### REQUIREMENTS
Nothing but the lines from the line with "Target: blue face mask" through the end of the data is to be copied, and each is to be copied exactly.

─── SUPPLIED MATERIAL

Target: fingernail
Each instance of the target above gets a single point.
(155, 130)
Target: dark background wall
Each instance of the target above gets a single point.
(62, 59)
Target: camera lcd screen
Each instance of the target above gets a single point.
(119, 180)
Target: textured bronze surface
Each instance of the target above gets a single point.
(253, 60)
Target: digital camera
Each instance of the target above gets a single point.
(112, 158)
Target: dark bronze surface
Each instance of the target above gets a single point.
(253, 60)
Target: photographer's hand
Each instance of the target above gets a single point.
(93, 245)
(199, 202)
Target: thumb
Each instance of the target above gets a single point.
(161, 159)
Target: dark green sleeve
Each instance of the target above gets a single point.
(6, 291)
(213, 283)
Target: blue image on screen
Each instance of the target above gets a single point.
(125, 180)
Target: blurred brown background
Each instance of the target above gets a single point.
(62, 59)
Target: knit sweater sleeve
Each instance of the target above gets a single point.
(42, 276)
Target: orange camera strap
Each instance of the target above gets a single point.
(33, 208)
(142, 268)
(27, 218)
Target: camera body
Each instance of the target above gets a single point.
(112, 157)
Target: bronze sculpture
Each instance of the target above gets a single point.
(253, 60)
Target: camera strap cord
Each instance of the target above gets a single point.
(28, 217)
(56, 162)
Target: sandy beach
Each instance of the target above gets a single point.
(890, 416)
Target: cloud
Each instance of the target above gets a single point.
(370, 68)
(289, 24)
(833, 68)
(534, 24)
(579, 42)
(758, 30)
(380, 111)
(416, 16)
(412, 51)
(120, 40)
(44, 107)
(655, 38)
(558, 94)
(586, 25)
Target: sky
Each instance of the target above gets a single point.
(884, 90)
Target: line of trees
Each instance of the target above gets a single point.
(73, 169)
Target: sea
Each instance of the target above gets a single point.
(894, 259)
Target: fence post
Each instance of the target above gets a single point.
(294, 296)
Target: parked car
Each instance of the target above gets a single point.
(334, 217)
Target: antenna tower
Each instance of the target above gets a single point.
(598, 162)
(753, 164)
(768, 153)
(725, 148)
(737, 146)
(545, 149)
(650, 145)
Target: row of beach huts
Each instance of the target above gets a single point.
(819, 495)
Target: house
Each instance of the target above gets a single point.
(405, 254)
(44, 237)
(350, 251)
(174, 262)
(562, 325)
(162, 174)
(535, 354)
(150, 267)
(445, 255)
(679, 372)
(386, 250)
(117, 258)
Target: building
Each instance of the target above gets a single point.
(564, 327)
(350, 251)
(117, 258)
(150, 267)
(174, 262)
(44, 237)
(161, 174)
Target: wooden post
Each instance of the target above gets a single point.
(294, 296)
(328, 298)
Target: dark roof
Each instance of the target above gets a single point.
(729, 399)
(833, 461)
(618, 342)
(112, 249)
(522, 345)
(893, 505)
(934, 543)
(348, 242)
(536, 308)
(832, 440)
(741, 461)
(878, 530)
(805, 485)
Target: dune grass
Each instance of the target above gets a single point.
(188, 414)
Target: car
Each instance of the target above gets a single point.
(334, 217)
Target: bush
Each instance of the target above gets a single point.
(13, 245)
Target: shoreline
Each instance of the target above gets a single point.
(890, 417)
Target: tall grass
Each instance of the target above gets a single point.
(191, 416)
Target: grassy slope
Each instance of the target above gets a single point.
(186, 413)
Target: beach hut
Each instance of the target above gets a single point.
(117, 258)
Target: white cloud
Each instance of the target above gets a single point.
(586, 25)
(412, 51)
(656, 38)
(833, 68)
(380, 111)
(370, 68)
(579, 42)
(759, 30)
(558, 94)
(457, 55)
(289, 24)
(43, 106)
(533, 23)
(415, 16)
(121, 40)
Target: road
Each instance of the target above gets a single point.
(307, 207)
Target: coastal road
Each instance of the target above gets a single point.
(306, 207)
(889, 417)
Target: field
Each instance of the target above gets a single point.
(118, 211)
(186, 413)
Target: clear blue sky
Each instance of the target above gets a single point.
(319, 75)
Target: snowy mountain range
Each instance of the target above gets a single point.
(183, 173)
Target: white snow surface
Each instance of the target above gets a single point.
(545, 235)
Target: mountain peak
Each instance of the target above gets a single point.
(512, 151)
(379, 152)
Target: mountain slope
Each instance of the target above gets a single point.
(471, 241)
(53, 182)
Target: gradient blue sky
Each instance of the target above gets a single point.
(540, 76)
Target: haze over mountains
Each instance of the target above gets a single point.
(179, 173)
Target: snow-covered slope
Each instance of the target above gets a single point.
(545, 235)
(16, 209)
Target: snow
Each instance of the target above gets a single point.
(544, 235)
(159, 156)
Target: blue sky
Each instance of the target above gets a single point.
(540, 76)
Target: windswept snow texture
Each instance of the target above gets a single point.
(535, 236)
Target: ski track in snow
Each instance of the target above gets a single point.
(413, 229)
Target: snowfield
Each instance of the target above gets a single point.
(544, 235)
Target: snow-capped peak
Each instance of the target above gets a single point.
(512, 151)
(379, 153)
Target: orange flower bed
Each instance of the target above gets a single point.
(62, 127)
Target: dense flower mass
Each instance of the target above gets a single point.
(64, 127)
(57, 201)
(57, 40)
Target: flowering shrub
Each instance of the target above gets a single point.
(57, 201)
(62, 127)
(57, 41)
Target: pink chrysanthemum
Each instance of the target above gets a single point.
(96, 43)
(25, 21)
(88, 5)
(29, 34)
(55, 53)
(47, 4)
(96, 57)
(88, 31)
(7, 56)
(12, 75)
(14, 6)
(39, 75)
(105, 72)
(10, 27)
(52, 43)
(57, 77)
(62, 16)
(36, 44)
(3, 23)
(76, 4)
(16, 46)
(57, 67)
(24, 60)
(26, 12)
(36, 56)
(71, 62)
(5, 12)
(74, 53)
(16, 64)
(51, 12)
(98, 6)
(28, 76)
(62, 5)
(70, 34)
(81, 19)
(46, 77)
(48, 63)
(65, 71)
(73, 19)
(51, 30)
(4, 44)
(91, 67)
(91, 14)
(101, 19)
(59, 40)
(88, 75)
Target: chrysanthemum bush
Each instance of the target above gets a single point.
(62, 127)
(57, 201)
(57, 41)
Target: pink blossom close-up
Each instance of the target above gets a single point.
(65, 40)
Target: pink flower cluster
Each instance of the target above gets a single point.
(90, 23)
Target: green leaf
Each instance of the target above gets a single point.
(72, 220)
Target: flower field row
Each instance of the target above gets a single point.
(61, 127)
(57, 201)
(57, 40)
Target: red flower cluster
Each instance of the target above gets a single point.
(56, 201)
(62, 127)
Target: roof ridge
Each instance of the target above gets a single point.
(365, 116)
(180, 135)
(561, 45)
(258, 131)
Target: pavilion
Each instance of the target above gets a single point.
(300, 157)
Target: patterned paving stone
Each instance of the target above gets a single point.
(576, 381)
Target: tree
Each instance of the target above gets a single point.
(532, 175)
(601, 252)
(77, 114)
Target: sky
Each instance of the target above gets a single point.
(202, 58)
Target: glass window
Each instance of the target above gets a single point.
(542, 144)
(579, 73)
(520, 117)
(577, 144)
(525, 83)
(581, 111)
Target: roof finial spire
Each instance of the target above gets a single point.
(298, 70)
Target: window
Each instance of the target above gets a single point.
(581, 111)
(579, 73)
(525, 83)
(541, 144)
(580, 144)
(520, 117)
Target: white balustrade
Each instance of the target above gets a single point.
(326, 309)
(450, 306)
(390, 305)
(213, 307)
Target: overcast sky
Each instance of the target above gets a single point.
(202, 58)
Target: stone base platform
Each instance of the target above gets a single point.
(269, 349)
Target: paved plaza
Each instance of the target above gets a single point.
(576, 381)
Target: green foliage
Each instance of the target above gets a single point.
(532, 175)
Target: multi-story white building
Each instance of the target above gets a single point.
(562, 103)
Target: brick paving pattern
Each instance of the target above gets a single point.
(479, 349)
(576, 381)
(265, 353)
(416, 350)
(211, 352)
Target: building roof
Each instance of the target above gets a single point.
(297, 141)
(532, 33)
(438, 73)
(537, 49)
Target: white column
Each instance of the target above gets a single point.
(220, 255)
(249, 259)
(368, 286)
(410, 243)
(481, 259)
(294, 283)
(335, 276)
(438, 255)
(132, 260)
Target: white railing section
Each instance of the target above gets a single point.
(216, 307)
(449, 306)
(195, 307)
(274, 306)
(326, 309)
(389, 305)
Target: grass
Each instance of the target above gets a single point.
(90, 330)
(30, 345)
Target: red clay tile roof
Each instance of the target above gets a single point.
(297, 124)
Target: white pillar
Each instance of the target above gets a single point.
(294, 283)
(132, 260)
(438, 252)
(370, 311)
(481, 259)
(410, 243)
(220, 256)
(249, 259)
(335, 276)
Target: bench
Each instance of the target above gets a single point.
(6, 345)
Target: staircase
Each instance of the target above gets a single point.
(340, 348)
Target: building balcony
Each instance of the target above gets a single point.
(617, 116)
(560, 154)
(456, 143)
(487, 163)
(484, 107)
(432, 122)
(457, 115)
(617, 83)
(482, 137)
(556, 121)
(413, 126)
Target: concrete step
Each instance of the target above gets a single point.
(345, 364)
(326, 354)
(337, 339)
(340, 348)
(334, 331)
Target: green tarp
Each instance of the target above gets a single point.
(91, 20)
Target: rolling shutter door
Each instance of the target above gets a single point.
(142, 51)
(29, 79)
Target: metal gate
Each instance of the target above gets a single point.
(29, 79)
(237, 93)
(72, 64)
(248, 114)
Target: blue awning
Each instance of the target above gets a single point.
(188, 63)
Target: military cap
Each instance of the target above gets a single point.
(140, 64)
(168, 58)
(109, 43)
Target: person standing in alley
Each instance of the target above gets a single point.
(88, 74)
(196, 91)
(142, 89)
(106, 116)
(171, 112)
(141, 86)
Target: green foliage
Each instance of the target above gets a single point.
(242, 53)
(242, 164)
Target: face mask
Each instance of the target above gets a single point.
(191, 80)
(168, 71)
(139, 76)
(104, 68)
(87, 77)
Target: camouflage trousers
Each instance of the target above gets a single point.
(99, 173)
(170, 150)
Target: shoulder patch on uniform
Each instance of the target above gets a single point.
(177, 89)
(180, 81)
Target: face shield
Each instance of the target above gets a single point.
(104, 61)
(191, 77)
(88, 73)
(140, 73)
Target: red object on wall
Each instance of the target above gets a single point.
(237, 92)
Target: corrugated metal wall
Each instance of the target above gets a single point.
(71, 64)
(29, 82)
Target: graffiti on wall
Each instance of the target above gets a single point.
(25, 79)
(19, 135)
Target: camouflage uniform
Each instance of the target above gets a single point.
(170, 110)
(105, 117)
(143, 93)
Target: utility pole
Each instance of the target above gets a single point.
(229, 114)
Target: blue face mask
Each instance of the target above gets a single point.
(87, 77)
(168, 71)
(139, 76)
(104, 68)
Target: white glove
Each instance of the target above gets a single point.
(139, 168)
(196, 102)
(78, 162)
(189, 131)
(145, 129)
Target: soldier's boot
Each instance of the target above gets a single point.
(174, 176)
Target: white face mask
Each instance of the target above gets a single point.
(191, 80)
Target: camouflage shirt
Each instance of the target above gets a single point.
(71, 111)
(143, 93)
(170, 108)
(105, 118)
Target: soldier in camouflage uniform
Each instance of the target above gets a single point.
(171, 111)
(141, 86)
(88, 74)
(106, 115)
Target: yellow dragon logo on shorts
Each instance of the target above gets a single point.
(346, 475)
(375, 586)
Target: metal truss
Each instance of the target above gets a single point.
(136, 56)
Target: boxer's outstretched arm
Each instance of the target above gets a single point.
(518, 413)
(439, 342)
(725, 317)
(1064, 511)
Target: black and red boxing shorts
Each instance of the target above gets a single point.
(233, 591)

──────

### WORKED SOLUTION
Target: blue face mask
Each instance of the target above gets a single point.
(87, 77)
(168, 71)
(139, 76)
(104, 68)
Target: white glove
Each instance of the target above gets a single point.
(139, 168)
(196, 102)
(78, 162)
(189, 131)
(145, 129)
Target: soldier's boot
Each instance of the target above gets a single point.
(174, 176)
Target: white face mask
Each instance of the target above gets a single point.
(191, 80)
Target: camouflage shirt
Each instance of the target above gets a single point.
(71, 111)
(143, 93)
(170, 108)
(105, 118)
Target: soldier in camouflage uniform
Each instance of the target above gets a single point.
(171, 111)
(141, 86)
(88, 74)
(106, 115)
Target: yellow dragon logo on shorts
Each instance of the target above gets a single point.
(346, 475)
(375, 586)
Target: metal truss
Each instance of the target above gets a single point.
(136, 56)
Target: boxer's outstretched arm
Each instance of the target above gets a single point.
(518, 413)
(439, 342)
(725, 317)
(1064, 511)
Target: black and red boxing shorts
Each instance of the target above gets a single point.
(233, 591)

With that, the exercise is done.